**Document extract:**
Post-famine Ireland was a ruined country.
Except for the North East corner, where the linen industry had survived and expanded and shipbuilding was soon to develop, the whole country became simply a vast reservoir of surplus labour, barely kept alive by subsistence agriculture and available when required by the expanding industries of Britain and North America.
Even the export of wheat soon ceased to be important as a result of the adoption of free trade by the British government. Russia and the USA replaced Ireland as the principal sources of wheat imports to Britain. Not until the 1950s was there any significant growth of industry outside the six counties.
The first modern revolutionary movement in Ireland, the United Irishmen, was founded in Belfast in 1791. The great French Revolution aroused more popular enthusiasm in Ireland than perhaps in any other country in Europe.
At first the United Irishmen was an open political organisation agitating for universal suffrage but it was soon driven underground. the UI adopted the demand for a national convention and an Irish Republic on the French model.
This was high treason to the government of King George and the society began to prepare for an armed rising. For a time the United Irishmen succeeded in breaking down the hostility between Catholics and Protestants and combining both against the English ruling class and its Irish supporters.
In 1798 the United Irishmen were forced into a premature rising which was most savagely repressed.
This rising and its defeat had a big influence on the subsequent development of the national movement. The actual rebels had been mostly peasants and they had shown very little respect to the property rights of the small but influential minority of wealthy Irish.
This, together with the Jacobin ideas of Wolfe Tone and his friends, made a lasting impression. The Irish middle class learned its lesson. In future it was to fight on two fronts, against the English ascendancy but still more against the Irish people. Green Toryism was born.
From now on the British government could count on an ally in Ireland. An unreliable ally and one that would exploit every weakness to gain concessions for itself but an ally nonetheless.
The aim of the middle class was reform within the system, privilege for themselves. Their method, peaceful agitation directed at the British parliament, their instrument to control the peasants – 90 per cent of the people – the Roman Catholic Church.
The chief spokesman of the Irish middle class in the first half of the last century, Daniel O’Connell, the so-called “Liberator”, chose to fight on the issue of Catholic emancipation, that is the removal of the legal discrimination that existed against Catholics as such.

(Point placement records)
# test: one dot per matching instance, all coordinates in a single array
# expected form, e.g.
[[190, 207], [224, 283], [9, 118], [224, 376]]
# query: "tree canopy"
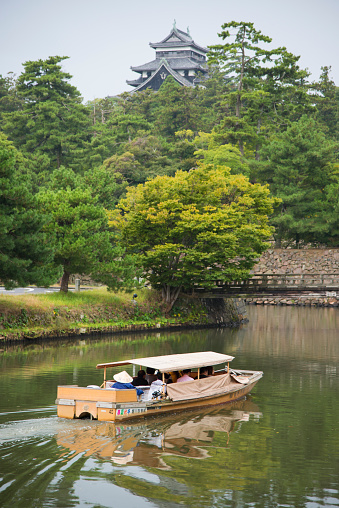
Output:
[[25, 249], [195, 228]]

==

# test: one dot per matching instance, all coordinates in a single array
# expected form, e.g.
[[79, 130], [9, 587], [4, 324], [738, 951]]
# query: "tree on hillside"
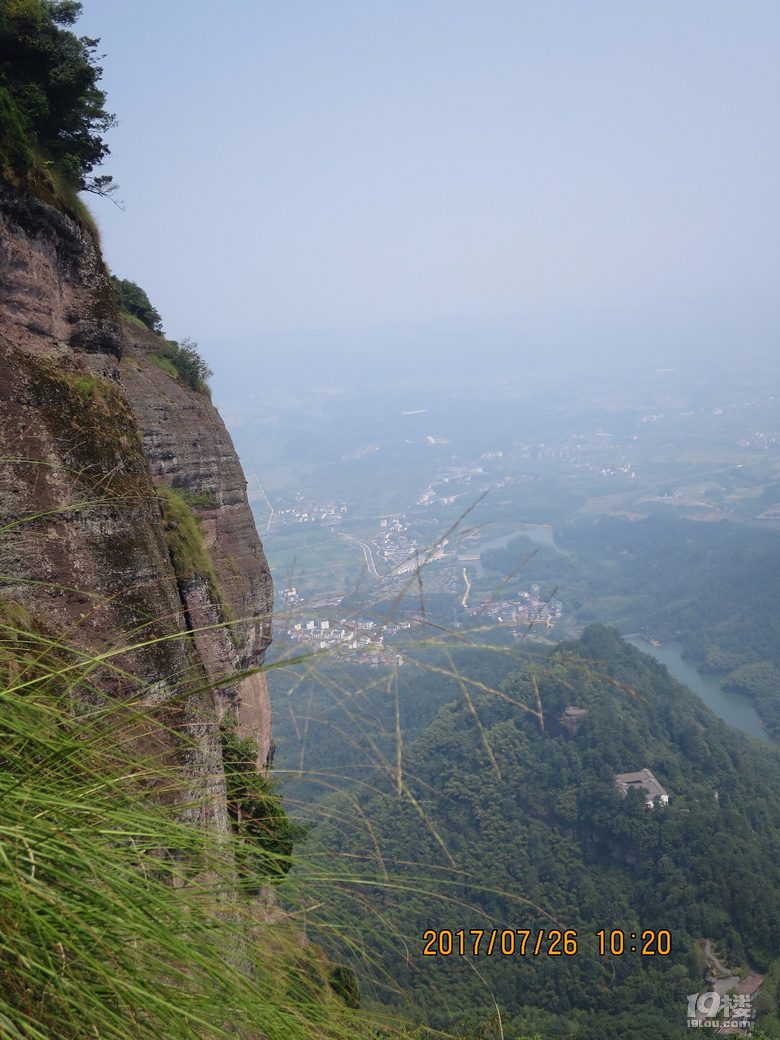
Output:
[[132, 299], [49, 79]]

**Aim of the exercise:**
Answer these questions from the Irish history text, one per line and numbered the same way:
1. In what city and year was the United Irishmen founded?
2. Which two countries replaced Ireland as the principal sources of wheat imports to Britain?
3. On what issue did Daniel O'Connell choose to fight?
The listing is material apart from the Irish history text.

**Exercise solution:**
1. Belfast, in 1791.
2. Russia and the USA.
3. Catholic emancipation.